• About this task
Among the records, which lines include "suit"? List them.

....

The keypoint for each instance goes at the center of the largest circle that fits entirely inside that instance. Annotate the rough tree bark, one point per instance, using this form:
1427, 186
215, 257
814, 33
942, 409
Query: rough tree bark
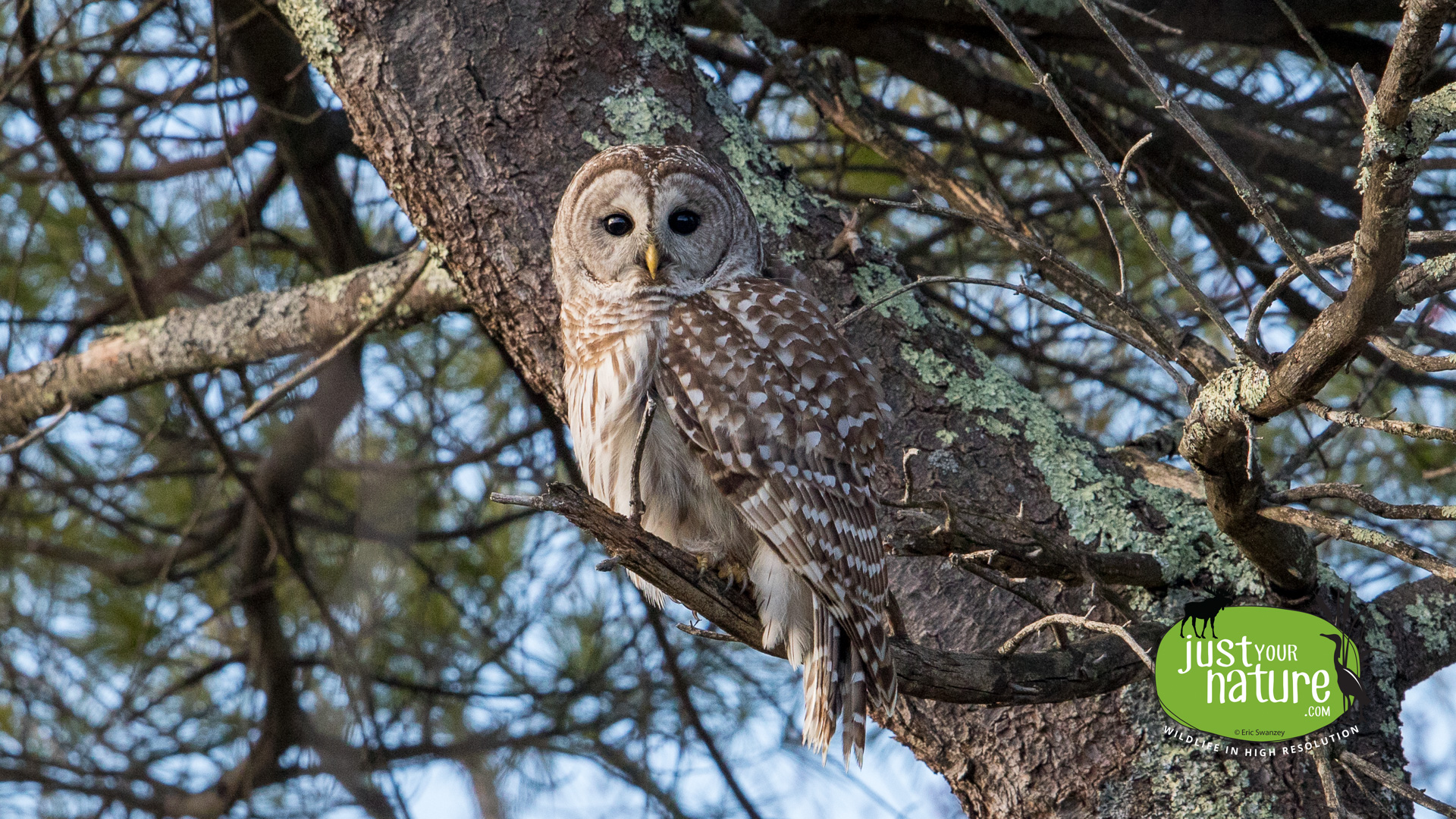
476, 114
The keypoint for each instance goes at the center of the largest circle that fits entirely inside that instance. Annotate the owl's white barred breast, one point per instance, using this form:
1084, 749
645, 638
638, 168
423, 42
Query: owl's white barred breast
613, 353
764, 455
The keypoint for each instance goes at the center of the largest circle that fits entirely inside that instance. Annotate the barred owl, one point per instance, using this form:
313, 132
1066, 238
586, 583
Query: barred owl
761, 458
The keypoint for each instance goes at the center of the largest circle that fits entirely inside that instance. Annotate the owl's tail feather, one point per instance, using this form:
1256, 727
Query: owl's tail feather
836, 689
856, 707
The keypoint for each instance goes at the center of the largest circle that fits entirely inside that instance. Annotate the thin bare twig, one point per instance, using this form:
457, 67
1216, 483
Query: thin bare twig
1408, 428
1313, 46
1050, 256
1362, 85
1111, 237
36, 433
1242, 186
1367, 502
1009, 648
1147, 19
1145, 229
1411, 360
1327, 781
1346, 531
967, 561
343, 344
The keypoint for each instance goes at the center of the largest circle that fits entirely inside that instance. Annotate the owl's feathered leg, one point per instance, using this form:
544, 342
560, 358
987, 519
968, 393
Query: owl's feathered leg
823, 695
638, 504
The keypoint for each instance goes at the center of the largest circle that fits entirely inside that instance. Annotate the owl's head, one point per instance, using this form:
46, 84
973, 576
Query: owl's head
651, 219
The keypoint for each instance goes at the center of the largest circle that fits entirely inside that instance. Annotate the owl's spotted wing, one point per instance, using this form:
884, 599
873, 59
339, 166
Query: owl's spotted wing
786, 422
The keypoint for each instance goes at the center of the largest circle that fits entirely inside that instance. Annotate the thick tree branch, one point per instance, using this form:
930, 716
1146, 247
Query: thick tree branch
1095, 667
239, 331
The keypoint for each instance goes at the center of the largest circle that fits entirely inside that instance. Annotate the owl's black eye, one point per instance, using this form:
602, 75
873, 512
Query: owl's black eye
683, 222
618, 224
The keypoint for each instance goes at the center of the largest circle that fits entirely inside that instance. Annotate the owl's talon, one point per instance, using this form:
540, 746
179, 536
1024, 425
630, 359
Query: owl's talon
734, 573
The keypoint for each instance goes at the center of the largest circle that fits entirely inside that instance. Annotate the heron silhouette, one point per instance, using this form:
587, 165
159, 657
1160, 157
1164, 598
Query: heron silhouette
1348, 682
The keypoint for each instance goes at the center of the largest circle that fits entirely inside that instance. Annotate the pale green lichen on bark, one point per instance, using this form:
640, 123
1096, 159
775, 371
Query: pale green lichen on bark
1382, 662
1404, 146
780, 205
1433, 618
650, 22
639, 117
134, 331
316, 33
1199, 783
874, 281
1435, 268
1098, 506
1222, 406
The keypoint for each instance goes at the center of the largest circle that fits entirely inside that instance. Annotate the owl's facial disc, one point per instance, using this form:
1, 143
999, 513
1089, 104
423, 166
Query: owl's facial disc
691, 221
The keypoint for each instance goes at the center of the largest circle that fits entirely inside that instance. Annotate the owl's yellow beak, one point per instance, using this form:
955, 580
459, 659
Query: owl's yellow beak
651, 257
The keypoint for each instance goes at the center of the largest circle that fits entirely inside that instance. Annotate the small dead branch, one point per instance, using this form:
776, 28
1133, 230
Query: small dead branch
968, 563
1021, 289
1388, 780
1242, 186
36, 433
1327, 781
1411, 360
1009, 648
1346, 531
1111, 238
1367, 502
400, 290
1408, 428
1119, 186
705, 634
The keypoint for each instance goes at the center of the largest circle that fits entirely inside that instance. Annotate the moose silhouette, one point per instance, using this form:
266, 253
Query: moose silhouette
1348, 682
1204, 611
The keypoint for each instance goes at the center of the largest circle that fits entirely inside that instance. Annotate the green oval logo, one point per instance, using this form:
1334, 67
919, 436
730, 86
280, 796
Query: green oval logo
1256, 673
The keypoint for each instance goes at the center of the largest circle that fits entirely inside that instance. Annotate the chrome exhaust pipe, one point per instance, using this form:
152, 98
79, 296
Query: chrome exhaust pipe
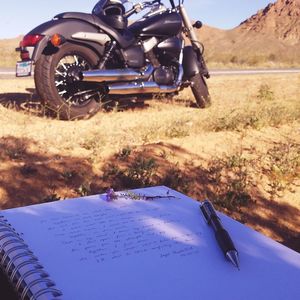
140, 87
117, 75
148, 87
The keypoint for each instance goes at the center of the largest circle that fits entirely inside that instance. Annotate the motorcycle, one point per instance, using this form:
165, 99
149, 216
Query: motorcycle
82, 61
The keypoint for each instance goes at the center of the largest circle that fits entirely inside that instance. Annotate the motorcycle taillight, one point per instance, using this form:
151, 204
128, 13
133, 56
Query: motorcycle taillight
30, 40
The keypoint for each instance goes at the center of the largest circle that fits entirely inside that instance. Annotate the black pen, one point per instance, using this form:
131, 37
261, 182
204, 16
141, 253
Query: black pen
222, 236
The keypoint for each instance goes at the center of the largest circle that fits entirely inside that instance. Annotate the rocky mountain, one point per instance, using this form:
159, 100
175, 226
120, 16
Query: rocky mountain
280, 19
271, 36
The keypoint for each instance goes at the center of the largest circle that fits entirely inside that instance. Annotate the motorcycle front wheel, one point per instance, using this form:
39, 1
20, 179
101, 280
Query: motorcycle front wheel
67, 98
200, 91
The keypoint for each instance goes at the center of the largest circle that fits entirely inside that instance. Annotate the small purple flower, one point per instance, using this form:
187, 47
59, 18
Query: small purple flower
110, 195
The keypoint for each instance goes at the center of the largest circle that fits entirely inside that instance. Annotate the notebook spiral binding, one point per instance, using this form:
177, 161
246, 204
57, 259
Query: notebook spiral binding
19, 263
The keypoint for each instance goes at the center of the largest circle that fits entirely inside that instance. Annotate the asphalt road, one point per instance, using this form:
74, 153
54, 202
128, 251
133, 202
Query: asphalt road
8, 72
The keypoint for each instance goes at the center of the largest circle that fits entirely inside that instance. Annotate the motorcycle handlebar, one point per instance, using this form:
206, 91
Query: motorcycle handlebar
139, 7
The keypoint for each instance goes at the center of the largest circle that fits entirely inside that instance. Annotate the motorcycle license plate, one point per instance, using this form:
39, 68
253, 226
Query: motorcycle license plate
23, 68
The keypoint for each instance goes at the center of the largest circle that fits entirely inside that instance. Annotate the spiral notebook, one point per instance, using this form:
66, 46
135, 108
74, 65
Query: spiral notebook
150, 243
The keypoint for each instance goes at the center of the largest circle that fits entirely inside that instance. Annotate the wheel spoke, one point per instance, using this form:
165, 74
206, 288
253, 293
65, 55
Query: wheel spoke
70, 90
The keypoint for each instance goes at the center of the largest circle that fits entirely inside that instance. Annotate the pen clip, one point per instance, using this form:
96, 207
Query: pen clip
204, 212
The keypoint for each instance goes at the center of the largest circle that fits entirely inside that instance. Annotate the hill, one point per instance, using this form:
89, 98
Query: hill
270, 37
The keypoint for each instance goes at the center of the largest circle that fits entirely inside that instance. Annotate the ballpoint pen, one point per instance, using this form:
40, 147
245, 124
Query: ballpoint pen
222, 236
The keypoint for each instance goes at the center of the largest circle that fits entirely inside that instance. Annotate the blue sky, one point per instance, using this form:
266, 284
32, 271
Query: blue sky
18, 17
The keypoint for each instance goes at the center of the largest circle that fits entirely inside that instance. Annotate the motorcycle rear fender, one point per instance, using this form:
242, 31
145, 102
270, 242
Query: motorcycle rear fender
191, 65
67, 28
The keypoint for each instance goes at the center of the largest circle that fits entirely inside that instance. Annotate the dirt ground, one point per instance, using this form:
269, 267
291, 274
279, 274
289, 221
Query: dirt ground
243, 152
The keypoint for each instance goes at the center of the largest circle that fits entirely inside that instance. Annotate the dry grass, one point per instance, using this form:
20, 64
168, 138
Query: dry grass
8, 55
243, 152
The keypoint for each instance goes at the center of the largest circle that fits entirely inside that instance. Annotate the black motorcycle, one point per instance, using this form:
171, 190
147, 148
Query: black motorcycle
85, 60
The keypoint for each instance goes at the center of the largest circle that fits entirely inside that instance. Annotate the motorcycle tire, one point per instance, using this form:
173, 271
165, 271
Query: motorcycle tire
45, 75
200, 91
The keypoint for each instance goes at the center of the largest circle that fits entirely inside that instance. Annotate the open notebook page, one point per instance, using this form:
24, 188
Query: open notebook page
159, 249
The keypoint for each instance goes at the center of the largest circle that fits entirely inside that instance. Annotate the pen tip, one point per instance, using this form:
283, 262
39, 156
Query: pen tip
233, 257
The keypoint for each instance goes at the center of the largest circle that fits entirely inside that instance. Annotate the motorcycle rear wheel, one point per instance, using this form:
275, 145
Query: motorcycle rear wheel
200, 91
59, 93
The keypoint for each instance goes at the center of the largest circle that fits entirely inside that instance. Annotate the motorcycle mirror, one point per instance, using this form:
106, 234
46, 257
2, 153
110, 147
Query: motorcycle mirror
198, 24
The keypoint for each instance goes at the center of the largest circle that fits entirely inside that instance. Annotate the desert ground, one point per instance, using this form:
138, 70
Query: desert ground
243, 152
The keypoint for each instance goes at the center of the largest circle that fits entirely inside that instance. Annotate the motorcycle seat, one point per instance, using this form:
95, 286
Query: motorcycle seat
124, 37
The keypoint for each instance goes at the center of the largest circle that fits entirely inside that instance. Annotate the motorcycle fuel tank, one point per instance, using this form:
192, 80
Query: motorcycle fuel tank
166, 24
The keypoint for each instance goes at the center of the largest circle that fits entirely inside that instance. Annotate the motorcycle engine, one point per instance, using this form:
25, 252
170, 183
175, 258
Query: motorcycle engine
164, 75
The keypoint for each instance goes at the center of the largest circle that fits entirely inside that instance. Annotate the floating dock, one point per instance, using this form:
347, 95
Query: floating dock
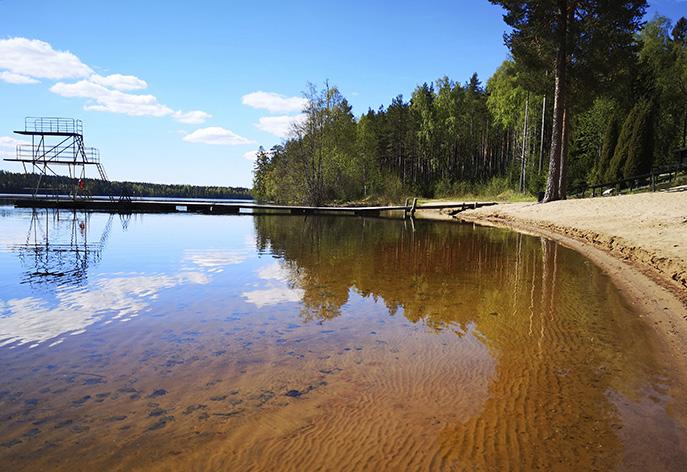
227, 208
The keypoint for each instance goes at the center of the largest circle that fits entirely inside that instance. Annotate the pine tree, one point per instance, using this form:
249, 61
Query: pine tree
617, 164
640, 151
607, 148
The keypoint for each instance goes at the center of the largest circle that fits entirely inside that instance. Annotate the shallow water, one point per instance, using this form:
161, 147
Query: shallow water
300, 343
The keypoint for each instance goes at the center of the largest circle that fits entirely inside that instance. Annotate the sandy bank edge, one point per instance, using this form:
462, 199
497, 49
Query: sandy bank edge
659, 300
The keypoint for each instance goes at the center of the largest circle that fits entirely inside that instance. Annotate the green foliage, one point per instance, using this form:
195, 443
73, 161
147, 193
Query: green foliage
608, 146
454, 138
622, 148
586, 147
640, 155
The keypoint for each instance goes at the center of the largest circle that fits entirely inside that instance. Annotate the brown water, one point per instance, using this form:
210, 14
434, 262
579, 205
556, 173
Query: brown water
188, 342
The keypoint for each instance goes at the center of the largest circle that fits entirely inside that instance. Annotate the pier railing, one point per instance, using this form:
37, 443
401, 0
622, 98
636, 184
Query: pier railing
652, 180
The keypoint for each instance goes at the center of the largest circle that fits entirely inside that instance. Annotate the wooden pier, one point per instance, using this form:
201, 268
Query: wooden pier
229, 208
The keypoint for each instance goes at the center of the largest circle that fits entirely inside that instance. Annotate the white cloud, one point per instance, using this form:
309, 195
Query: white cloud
281, 126
274, 102
191, 117
119, 81
274, 271
273, 296
8, 142
212, 258
33, 320
38, 60
14, 78
114, 101
216, 135
25, 61
105, 99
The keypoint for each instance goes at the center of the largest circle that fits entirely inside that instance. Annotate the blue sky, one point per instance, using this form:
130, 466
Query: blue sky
169, 90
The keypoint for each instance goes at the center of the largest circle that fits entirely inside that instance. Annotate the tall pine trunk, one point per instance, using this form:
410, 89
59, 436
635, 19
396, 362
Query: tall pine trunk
565, 140
555, 162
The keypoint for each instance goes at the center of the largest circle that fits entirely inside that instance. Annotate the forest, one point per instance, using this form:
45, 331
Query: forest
590, 93
11, 182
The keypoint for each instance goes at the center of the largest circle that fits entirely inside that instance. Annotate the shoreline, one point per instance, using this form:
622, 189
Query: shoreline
637, 271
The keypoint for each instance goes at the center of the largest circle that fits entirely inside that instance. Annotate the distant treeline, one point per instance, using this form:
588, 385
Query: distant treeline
11, 182
606, 100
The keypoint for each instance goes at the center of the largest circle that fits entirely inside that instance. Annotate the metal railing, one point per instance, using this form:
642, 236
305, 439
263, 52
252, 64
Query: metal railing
653, 179
49, 124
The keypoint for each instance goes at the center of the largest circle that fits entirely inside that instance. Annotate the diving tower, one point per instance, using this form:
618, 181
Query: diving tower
57, 143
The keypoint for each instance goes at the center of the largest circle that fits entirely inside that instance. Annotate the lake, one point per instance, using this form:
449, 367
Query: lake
320, 343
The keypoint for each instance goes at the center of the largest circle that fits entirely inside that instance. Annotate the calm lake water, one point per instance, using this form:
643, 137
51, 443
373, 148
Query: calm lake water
316, 343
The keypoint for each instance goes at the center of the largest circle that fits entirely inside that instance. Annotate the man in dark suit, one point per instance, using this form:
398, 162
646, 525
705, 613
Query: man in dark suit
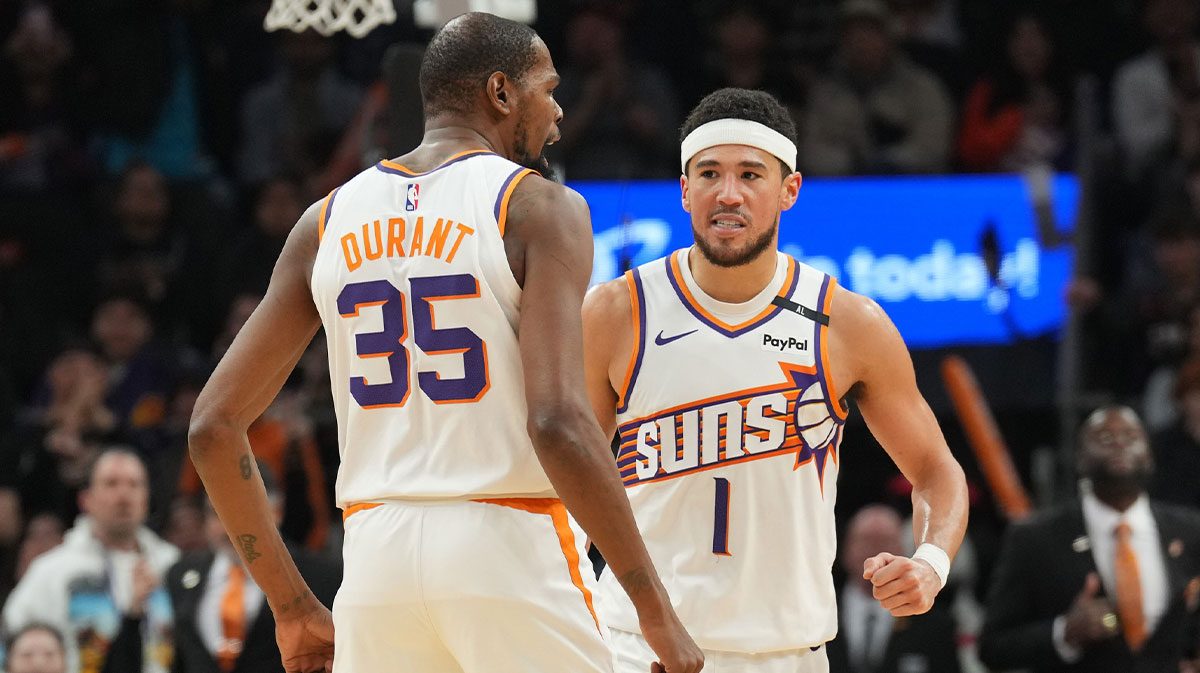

....

• Completed exercise
The keypoint for each instance goes at the center of the largest circle that fits entirely inside that instance. Annotate the man in dark suit, one point per instance, using this form:
Query: man in dark suit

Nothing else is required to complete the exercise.